• SUPPLIED DATA:
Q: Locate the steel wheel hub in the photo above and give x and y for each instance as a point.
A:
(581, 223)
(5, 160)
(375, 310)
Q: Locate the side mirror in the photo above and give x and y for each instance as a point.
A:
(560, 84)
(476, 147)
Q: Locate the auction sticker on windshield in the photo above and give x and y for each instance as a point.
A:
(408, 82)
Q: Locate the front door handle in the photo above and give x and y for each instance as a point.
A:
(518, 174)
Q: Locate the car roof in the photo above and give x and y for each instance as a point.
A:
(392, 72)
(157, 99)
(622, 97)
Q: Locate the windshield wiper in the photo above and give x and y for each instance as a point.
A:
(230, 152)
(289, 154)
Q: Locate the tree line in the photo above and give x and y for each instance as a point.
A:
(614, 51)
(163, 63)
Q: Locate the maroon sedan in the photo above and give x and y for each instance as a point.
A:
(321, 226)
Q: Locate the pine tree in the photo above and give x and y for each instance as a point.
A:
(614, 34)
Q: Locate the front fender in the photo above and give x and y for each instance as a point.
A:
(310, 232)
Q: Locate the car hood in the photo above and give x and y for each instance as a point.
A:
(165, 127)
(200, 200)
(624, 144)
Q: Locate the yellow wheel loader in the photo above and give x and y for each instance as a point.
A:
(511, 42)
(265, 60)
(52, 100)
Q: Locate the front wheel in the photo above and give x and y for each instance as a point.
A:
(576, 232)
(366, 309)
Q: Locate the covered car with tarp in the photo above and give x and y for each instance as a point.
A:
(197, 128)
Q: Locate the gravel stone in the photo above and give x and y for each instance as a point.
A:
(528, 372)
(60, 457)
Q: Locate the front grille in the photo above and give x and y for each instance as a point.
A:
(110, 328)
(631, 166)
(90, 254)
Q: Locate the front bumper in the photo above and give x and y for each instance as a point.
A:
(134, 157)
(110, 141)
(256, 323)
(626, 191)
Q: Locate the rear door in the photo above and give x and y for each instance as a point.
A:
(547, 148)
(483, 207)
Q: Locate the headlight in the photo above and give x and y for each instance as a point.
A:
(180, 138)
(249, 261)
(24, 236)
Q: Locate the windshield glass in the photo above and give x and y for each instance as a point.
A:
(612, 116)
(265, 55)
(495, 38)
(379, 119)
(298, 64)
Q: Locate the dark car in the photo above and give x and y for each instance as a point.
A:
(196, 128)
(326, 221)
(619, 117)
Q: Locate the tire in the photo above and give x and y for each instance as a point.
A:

• TASK DETAILS: Take the entries above and transcribe them exactly.

• YOUR SOLUTION:
Q: Locate the steel wheel hub in the photo above and give x and y for each instance as a point.
A:
(581, 223)
(5, 160)
(375, 310)
Q: Locate the side mirror in the photo above and give x and y for each instance as a point.
A:
(560, 84)
(476, 147)
Q: Locate the auction sticker on windshield in the photo above and give x and y for each instance as a point.
A:
(408, 82)
Q: Locate the front door handle in the photo above and give x and y for each instance as a point.
A:
(518, 174)
Q: Locate the car roof in the photo above and give x and y for each instance as a point.
A:
(392, 72)
(157, 99)
(622, 97)
Q: Locate the windshield wiper in the photo above and give x and y for each instance as a point.
A:
(230, 152)
(289, 154)
Q: Locate the tree line in the photo above and give x and y for each instance as a point.
A:
(614, 51)
(163, 63)
Q: Locate the maroon sedan in the photo above and give x and y for each instance as a point.
A:
(321, 226)
Q: Locate the pine tree in the photo above and give x and y for each instance as a point.
A:
(614, 34)
Q: Locate the front fender in the photo above and give x and y for each instance as a point.
A:
(310, 232)
Q: Locate the car hood in the photo above and give x and y for each instance as a point.
A:
(165, 127)
(200, 200)
(624, 144)
Q: Locate the yellow wheel loader in the photo above and give x and y for each instance as a point.
A:
(511, 42)
(265, 60)
(52, 100)
Q: Locate the front wheel in the photo above and give x and y for each instance as a point.
A:
(576, 232)
(366, 309)
Q: Locate the covered car with tarp in the photo above and give x and y for each instance as a point.
A:
(197, 128)
Q: Locate the gravel stone in the photo above and give x and y for each instance as a point.
A:
(528, 372)
(60, 457)
Q: Locate the front grille in the photo above and give x and y for each instance as a point.
A:
(110, 328)
(631, 166)
(90, 254)
Q: Locate the front bumper in the photo above and give x and y for each instance as a point.
A:
(134, 157)
(110, 141)
(256, 323)
(626, 191)
Q: Locate the rear door in the photo above and give x and y for each instance as a point.
A:
(547, 148)
(483, 207)
Q: Locate the headlight in the photo above and give x and y for each instance as a point.
A:
(180, 138)
(249, 261)
(24, 236)
Q: Locate the windshield glass in the photo above and give x and y for each instance as a point.
A:
(612, 116)
(265, 55)
(495, 38)
(379, 119)
(298, 64)
Q: Locate the dark car in the photo above and give x and y for each instance as a point.
A:
(196, 128)
(326, 221)
(619, 117)
Q: Locate the tire in the photo above and give x and y for each instance as a point.
A:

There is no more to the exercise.